*Exercise:*
Reproduce everything from the line containing "Every instance of the bicycle wheel" down to the line containing "[[610, 574]]", both lines included, with every line left unchanged.

*Records shown:*
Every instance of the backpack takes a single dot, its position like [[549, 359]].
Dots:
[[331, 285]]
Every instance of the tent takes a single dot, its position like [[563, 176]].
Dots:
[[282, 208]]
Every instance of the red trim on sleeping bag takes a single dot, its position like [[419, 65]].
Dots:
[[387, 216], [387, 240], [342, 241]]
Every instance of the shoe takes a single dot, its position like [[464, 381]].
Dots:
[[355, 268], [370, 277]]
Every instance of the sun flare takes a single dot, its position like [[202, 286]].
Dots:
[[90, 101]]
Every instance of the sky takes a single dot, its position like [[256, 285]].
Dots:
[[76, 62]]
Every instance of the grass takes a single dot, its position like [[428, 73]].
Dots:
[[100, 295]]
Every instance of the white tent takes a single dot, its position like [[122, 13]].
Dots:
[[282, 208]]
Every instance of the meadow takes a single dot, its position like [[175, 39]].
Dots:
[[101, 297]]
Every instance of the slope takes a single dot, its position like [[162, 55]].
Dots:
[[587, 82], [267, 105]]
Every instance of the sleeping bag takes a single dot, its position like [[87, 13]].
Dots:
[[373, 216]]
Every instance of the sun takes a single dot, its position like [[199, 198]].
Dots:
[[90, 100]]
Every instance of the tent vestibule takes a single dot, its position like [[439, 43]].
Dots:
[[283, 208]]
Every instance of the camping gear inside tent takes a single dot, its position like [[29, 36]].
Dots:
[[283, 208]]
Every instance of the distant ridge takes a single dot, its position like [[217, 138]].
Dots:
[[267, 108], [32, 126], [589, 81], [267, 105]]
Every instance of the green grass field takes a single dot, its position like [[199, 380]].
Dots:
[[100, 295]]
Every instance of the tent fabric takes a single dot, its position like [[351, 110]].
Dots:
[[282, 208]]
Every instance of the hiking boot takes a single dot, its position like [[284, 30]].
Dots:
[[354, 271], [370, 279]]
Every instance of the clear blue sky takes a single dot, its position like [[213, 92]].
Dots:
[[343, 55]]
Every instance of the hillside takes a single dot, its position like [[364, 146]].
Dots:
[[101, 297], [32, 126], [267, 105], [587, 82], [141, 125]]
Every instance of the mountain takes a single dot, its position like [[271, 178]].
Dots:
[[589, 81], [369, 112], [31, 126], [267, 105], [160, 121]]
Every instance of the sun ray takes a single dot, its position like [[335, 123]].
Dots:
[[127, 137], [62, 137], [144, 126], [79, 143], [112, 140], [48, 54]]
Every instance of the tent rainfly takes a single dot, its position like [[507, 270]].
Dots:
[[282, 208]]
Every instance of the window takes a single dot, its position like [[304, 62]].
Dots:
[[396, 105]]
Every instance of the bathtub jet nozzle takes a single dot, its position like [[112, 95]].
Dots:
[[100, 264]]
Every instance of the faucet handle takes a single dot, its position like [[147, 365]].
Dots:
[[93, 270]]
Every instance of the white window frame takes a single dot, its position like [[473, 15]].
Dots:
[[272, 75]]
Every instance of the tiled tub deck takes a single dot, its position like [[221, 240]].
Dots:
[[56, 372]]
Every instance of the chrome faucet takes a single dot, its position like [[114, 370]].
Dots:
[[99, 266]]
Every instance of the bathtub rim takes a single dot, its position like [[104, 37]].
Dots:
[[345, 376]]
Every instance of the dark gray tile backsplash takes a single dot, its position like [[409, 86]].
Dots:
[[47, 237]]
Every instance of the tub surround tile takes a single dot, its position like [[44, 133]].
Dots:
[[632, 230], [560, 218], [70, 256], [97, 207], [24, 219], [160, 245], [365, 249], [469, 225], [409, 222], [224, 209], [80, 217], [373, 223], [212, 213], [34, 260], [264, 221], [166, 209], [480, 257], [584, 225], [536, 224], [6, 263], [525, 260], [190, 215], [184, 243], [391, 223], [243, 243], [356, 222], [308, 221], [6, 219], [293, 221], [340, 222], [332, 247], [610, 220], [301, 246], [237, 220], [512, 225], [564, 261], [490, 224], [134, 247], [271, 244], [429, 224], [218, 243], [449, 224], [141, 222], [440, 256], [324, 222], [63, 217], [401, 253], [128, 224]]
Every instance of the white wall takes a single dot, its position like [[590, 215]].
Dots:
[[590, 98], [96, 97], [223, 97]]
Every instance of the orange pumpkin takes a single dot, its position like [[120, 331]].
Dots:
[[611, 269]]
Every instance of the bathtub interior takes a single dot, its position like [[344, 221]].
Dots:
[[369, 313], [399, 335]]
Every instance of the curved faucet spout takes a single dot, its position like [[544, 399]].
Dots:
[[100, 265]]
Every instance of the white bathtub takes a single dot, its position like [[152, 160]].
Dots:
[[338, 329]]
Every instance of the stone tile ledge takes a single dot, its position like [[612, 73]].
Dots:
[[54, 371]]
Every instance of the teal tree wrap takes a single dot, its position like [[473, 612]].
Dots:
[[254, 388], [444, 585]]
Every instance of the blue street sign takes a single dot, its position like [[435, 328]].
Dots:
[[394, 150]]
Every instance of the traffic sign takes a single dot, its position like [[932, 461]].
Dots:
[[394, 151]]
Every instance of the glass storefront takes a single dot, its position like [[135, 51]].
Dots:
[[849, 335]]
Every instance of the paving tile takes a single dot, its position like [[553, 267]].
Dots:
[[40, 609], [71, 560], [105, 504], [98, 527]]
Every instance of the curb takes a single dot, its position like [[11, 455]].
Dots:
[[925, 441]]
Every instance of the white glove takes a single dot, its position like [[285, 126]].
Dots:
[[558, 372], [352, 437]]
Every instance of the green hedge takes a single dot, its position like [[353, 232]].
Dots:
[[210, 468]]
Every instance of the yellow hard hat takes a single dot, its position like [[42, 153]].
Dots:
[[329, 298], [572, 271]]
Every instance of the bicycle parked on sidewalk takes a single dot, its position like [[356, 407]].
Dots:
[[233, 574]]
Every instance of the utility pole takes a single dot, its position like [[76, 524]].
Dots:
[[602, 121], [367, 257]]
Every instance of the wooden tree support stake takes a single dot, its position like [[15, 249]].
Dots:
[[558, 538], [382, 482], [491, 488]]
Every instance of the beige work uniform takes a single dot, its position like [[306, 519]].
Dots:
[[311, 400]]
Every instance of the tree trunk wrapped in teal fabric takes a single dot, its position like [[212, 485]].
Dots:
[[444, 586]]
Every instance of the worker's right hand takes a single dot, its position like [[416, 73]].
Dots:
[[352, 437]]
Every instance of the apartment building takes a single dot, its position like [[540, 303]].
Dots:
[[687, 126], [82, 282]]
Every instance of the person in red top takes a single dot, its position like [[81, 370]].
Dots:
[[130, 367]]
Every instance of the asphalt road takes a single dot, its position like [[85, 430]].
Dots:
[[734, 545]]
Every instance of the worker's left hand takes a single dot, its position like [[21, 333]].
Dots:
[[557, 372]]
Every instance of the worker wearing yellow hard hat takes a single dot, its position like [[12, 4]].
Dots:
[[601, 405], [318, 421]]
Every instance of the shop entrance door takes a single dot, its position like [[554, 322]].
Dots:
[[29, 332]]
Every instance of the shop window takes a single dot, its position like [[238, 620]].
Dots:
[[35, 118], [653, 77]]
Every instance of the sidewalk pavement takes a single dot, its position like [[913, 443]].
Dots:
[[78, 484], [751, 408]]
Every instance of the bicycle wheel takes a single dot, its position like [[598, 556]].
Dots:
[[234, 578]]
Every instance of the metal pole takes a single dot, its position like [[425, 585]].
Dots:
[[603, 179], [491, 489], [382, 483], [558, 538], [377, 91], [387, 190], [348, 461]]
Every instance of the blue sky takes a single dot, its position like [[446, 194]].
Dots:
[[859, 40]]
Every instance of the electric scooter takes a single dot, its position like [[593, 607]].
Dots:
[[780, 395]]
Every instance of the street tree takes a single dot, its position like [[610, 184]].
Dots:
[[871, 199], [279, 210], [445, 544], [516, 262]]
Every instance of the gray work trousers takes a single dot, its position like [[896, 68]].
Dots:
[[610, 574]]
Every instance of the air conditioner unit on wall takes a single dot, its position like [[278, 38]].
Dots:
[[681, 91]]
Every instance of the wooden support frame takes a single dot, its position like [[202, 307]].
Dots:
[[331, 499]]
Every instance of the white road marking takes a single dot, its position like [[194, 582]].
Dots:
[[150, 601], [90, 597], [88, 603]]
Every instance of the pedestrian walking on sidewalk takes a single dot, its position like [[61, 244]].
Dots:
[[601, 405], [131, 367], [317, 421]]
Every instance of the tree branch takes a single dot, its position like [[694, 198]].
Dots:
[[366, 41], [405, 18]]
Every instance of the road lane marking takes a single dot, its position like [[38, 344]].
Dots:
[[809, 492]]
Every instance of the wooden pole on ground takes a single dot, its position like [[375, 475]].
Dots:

*Task answer:*
Every instance of the bicycle wheel takes a single dot, its position like [[598, 556]].
Dots:
[[234, 578]]
Every instance of the metal pole takes a single dot, its position like [[425, 585]].
Dots:
[[603, 179], [491, 489], [382, 483], [558, 538], [377, 91], [387, 190], [348, 461]]
Every instance of the blue sky takes a single dot, its position like [[446, 194]].
Dots:
[[859, 40]]
Every instance of the electric scooter takes a single dot, its position like [[593, 607]].
Dots:
[[780, 395]]
Every instance of the street tree takes a single dot, its position like [[610, 184]].
Dots:
[[871, 199], [279, 210], [445, 544], [516, 262]]
Every instance of the gray work trousers takes a single dot, its position like [[896, 68]].
Dots:
[[610, 574]]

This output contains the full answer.